> _Goal_: Rescale the entries from the line with "Detect every stadium stand visible here." through the end of the entries, both ends included, by writing out every line again with the requests kept and each bounding-box coordinate in the answers multiplied by 2.4 and rounded to a whole number, halves up. Leave the pictures out.

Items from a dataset
^^^^^^^^^^^^^^^^

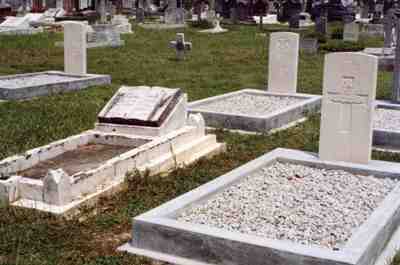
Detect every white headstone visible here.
[43,169,72,206]
[64,22,87,75]
[319,53,378,164]
[268,32,299,93]
[343,22,360,42]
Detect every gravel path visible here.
[196,94,305,116]
[177,163,397,249]
[374,108,400,131]
[0,74,80,89]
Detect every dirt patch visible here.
[18,144,136,179]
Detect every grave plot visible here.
[119,53,400,265]
[0,71,111,100]
[0,22,111,100]
[189,32,321,132]
[0,87,224,215]
[374,100,400,150]
[189,89,321,132]
[119,149,400,265]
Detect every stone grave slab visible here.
[55,24,125,49]
[343,22,360,42]
[0,87,225,216]
[119,148,400,265]
[189,89,321,133]
[268,32,299,93]
[319,52,378,163]
[98,87,182,127]
[363,48,395,71]
[300,38,319,54]
[373,100,400,151]
[360,23,384,37]
[0,14,43,35]
[0,71,111,100]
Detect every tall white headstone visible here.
[64,22,87,75]
[319,53,378,164]
[268,32,299,93]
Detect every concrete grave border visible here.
[188,89,321,133]
[118,148,400,265]
[373,100,400,150]
[0,71,111,100]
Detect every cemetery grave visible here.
[119,53,400,265]
[0,14,43,35]
[0,25,400,265]
[189,32,321,132]
[0,22,111,100]
[0,87,224,215]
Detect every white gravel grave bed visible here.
[196,94,306,116]
[0,74,81,89]
[177,162,397,250]
[374,108,400,131]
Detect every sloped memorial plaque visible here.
[119,53,400,265]
[98,87,182,127]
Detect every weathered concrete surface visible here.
[119,149,400,265]
[373,100,400,150]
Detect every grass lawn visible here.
[0,22,400,265]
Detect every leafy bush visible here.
[320,40,365,52]
[191,19,214,29]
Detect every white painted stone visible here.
[268,32,299,93]
[43,169,72,206]
[0,17,29,28]
[343,22,360,42]
[64,22,87,75]
[319,53,378,164]
[0,176,21,204]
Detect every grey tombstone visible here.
[164,0,185,25]
[170,33,192,61]
[64,21,87,75]
[300,38,318,54]
[383,8,396,48]
[98,0,107,24]
[343,22,360,42]
[392,9,400,102]
[319,52,378,164]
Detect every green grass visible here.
[0,22,400,265]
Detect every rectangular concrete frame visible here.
[373,100,400,150]
[188,89,321,133]
[0,126,225,216]
[0,71,111,100]
[119,148,400,265]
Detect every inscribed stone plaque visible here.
[319,53,378,163]
[343,22,360,42]
[0,17,29,28]
[98,84,182,127]
[268,32,299,93]
[64,22,87,75]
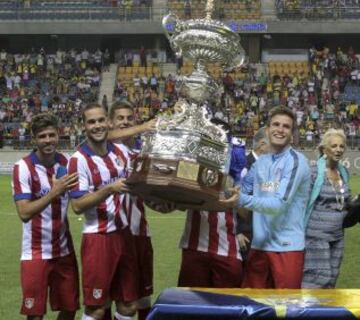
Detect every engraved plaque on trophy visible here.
[128,0,245,207]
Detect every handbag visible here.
[343,195,360,228]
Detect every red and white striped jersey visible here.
[123,145,150,237]
[180,210,241,259]
[12,152,74,260]
[68,142,128,233]
[124,193,151,237]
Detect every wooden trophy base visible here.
[127,157,227,208]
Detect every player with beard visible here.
[68,103,138,320]
[12,113,79,320]
[104,101,155,320]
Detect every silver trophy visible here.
[129,0,245,207]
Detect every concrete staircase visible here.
[99,63,117,106]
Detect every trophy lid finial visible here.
[205,0,214,20]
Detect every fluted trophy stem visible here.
[205,0,215,20]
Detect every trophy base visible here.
[127,157,227,208]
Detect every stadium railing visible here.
[276,3,360,20]
[0,4,167,21]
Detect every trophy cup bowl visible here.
[128,7,245,208]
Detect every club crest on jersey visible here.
[93,289,102,299]
[24,298,35,309]
[115,158,122,167]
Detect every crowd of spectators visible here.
[115,44,360,148]
[0,43,360,148]
[0,49,110,148]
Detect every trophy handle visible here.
[161,13,179,42]
[232,49,245,68]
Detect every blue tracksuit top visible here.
[239,147,310,252]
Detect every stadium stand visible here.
[275,0,360,20]
[0,49,107,149]
[168,0,261,20]
[0,0,152,20]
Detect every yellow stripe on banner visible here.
[187,288,360,312]
[348,308,360,319]
[274,305,287,319]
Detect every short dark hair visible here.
[81,102,108,122]
[267,106,296,131]
[109,100,134,119]
[30,112,59,136]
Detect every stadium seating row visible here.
[168,0,261,20]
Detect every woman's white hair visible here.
[319,128,346,154]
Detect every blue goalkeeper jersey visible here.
[239,147,310,252]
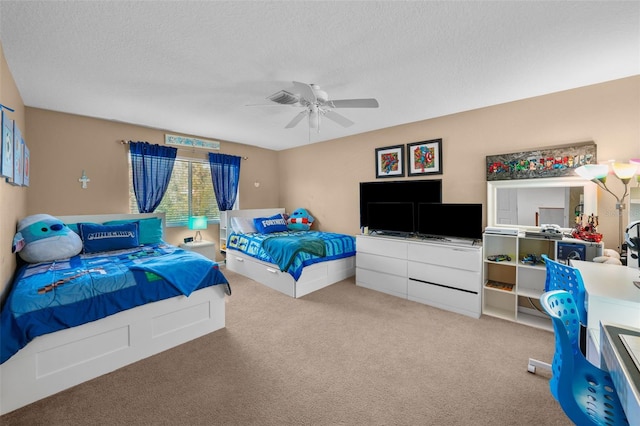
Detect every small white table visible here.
[600,323,640,424]
[180,240,216,262]
[571,260,640,366]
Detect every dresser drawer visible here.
[356,267,407,299]
[408,262,482,294]
[356,236,407,259]
[356,252,407,278]
[407,279,482,318]
[407,244,482,272]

^^^^^^^^^^^^^^^^

> _Output of the exercise_:
Detect every stadium stand visible here.
[660,0,864,48]
[0,118,257,358]
[403,0,626,48]
[0,0,365,48]
Detect every yellow stripe on banner visible here.
[449,691,864,749]
[835,739,864,766]
[658,732,689,766]
Detect every short dark hair visible here.
[194,245,259,293]
[641,254,710,314]
[262,240,322,286]
[72,269,142,326]
Detect every stadium seating row visible here.
[403,0,626,48]
Detect every woman's white hair visible here.
[766,307,830,370]
Detect every blue goalkeeper jersey visible here.
[574,353,744,605]
Detect every small white table visible here.
[1440,775,1536,1018]
[432,576,518,629]
[1370,624,1536,878]
Detect every dresser drawer visible here.
[854,641,977,718]
[979,629,1157,706]
[854,566,977,622]
[854,605,977,667]
[977,670,1157,763]
[977,586,1157,653]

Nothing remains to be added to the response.